╭─ Excerpt to read

By Gemma Handy
Work on a new clinic to serve the large community of Bolans and surrounding area is set to be finished by early next month.
The long-awaited purpose-built facility will have space for doctors, dentists, a medication dispensary and nurses’ quarters, along with an area for stabilising sick or injured patients.
It will replace the existing small clinic in Bolans village and is adjacent to where a new police station is also being created. The latter is tipped for completion within three months.
“Antigua has a long history of community-based health and security services,” Works Minister Lennox Weston told Observer.
“With the focus on preventive healthcare and limiting non-communicable diseases, we definitely need our community healthcare clinics upgraded.
“It should be finished and ready for occupancy in the next two weeks, definitely by early October,” he said.
“Bolans is a large area and we want to revert back to the historical situation where residents could get quality healthcare from community-based services.”

╰─

Task list »
(a) In the article on the new Bolans clinic, set down word for word the stretch from "By Gemma Handy" through "within three months.".
(b) Translate this sentence from the article on the new Bolans clinic into Spanish: "Work on a new clinic to serve the large community of Bolans and surrounding area is set to be finished by early next month."

╭─ Information

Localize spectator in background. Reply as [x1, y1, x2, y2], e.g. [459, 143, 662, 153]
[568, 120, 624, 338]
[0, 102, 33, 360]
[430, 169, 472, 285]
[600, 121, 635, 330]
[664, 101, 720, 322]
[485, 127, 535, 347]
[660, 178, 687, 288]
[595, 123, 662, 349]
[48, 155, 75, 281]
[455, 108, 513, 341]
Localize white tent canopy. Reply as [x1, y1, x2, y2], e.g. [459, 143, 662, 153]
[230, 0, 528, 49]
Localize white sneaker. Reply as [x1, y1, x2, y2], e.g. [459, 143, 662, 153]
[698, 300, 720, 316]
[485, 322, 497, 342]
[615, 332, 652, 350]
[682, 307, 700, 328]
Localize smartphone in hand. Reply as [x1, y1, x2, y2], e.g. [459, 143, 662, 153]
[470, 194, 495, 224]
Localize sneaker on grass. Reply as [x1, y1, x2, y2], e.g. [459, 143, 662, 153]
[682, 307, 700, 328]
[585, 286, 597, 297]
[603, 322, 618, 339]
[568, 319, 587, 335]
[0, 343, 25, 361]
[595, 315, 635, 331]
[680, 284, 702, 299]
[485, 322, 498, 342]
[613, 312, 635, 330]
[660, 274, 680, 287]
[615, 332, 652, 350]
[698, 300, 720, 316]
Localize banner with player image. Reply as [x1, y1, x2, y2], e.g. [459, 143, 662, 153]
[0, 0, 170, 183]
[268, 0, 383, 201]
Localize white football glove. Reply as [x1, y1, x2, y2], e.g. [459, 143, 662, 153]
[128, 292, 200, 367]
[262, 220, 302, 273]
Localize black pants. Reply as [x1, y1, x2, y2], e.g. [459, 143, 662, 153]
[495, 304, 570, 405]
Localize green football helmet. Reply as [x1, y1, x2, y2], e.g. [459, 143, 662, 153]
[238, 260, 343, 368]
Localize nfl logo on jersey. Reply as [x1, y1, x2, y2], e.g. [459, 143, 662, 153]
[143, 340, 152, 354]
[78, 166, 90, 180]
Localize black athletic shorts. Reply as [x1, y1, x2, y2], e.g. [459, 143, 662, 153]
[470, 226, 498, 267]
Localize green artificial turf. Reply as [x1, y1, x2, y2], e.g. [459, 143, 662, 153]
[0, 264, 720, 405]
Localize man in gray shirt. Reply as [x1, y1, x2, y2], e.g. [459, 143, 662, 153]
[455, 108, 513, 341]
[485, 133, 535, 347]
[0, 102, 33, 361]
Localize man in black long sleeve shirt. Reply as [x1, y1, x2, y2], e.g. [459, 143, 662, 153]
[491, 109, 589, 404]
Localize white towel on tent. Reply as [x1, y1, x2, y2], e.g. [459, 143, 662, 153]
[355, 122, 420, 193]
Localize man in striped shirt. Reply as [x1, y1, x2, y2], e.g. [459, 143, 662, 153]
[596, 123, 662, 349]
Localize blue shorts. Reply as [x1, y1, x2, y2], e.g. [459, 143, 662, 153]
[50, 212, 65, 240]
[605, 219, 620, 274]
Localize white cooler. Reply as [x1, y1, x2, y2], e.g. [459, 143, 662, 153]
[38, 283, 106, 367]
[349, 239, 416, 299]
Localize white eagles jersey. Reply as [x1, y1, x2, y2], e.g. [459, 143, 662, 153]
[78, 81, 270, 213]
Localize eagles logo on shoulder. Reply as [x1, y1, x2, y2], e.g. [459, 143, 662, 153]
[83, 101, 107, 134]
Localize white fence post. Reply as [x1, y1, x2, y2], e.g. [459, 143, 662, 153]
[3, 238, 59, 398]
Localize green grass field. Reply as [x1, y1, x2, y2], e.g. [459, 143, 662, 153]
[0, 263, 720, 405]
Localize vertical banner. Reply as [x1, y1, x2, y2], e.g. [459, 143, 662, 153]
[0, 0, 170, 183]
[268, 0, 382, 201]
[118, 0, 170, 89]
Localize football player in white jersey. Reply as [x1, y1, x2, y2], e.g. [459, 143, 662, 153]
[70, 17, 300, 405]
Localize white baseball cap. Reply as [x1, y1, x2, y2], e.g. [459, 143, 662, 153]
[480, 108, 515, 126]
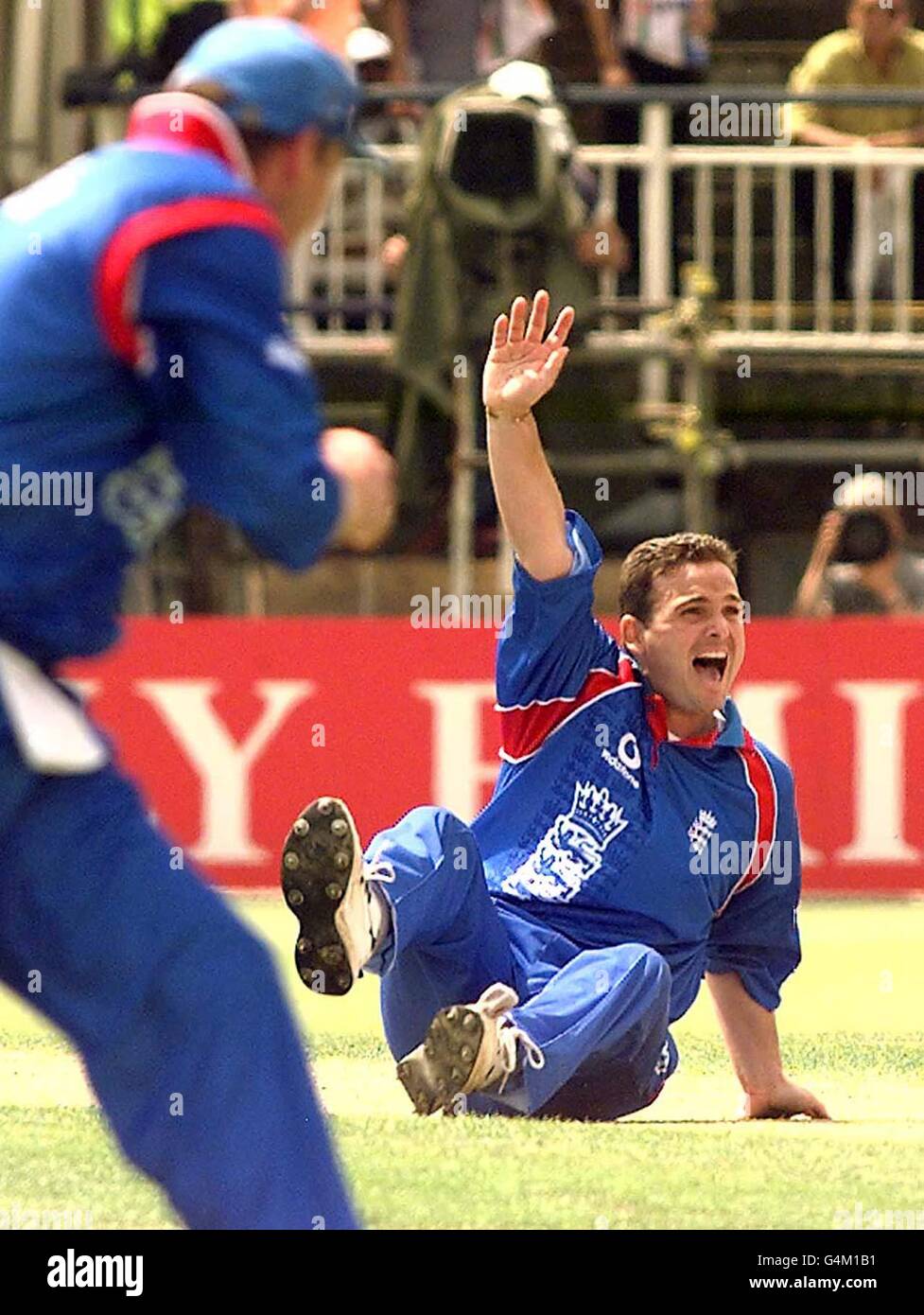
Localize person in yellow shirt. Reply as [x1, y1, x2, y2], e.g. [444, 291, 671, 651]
[107, 0, 230, 83]
[789, 0, 924, 297]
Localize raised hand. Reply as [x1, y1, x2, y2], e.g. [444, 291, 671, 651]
[741, 1078, 830, 1119]
[481, 289, 574, 417]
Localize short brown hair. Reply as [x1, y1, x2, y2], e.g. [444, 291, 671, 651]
[619, 534, 738, 624]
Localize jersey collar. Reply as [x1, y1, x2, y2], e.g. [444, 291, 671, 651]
[645, 681, 748, 749]
[125, 91, 253, 184]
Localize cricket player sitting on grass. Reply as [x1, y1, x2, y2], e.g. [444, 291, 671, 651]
[281, 292, 827, 1119]
[0, 18, 394, 1228]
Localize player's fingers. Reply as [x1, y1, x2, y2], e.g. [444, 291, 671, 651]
[542, 347, 569, 382]
[526, 288, 549, 342]
[507, 297, 526, 343]
[546, 307, 574, 347]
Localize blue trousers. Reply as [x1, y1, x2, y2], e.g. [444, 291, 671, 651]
[367, 807, 677, 1119]
[0, 712, 357, 1230]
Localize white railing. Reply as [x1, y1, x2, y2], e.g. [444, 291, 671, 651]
[292, 104, 924, 357]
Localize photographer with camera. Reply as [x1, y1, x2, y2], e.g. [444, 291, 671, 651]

╰─

Answers to the problems »
(a)
By Gemma Handy
Work on a new clinic to serve the large community of Bolans and surrounding area is set to be finished by early next month.
The long-awaited purpose-built facility will have space for doctors, dentists, a medication dispensary and nurses’ quarters, along with an area for stabilising sick or injured patients.
It will replace the existing small clinic in Bolans village and is adjacent to where a new police station is also being created. The latter is tipped for completion within three months.

(b) Está previsto que las obras de una nueva clínica para atender a la numerosa comunidad de Bolans y la zona circundante concluyan a principios del próximo mes.